SUPPLIED PASSAGE »
──────────
Archive for the ‘HyperDex’ Category

HyperDex 1.0 Release

Tuesday, December 10th, 2013

HyperDex 1.0 Release

From the webpage:

We are proud to announce HyperDex 1.0.0. With this official release, we pass the 1.0 development milestone. Key features of this release are:

  • High Performance: HyperDex is fast. It outperforms MongoDB and Cassandra on industry-standard benchmarks by a factor of 2X or more.
  • Advanced Functionality: With the Warp add-on, HyperDex offers multi-key transactions that span multiple objects with ACID guarantees.
  • Strong Consistency: HyperDex ensures that every GET returns the result of the latest PUT.
  • Fault Tolerance: HyperDex automatically replicates data to tolerate a configurable number of failures.

  • Scalable: HyperDex automatically redistributes data to make use of new resources as you add more nodes to your cluster.
──────────
INFORMATION GIVEN »
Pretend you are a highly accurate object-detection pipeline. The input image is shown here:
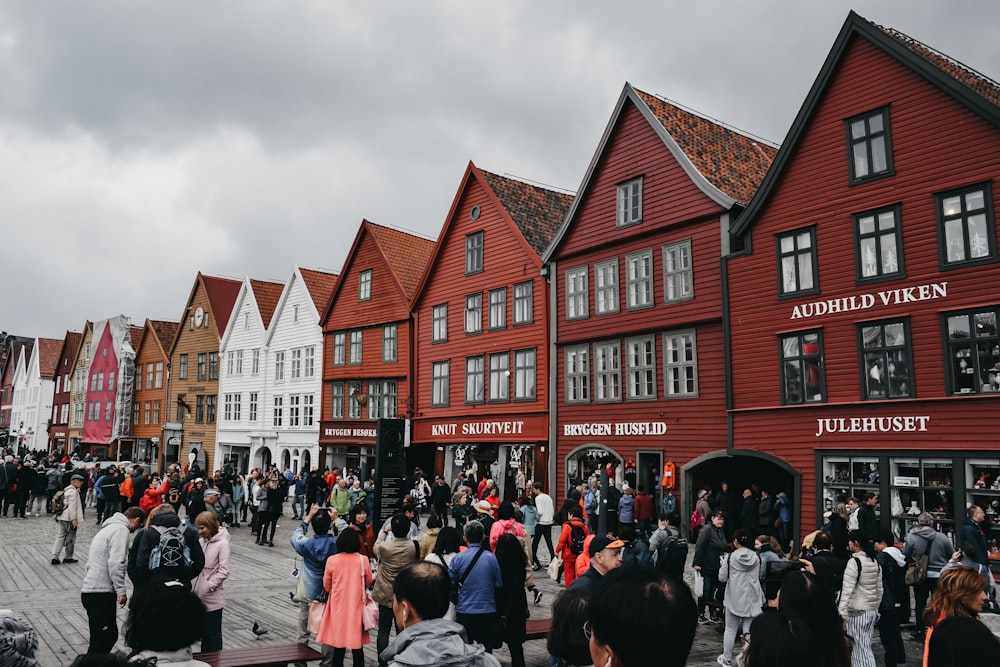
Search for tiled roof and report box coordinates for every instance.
[149,320,180,352]
[635,89,778,204]
[479,169,573,256]
[250,278,285,329]
[201,274,243,336]
[362,220,435,299]
[38,338,63,378]
[299,267,337,315]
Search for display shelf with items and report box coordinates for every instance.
[889,457,955,542]
[823,456,880,516]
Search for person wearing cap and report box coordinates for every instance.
[52,473,87,565]
[569,535,625,591]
──────────
WORK TO BE COMPLETED »
Write out the part of the HyperDex release announcement starting at "We are proud" and ending at "to your cluster.", word for word. The listing has no connection to the HyperDex release announcement.

EXERCISE ANSWER »
We are proud to announce HyperDex 1.0.0. With this official release, we pass the 1.0 development milestone. Key features of this release are:

  • High Performance: HyperDex is fast. It outperforms MongoDB and Cassandra on industry-standard benchmarks by a factor of 2X or more.
  • Advanced Functionality: With the Warp add-on, HyperDex offers multi-key transactions that span multiple objects with ACID guarantees.
  • Strong Consistency: HyperDex ensures that every GET returns the result of the latest PUT.
  • Fault Tolerance: HyperDex automatically replicates data to tolerate a configurable number of failures.

  • Scalable: HyperDex automatically redistributes data to make use of new resources as you add more nodes to your cluster.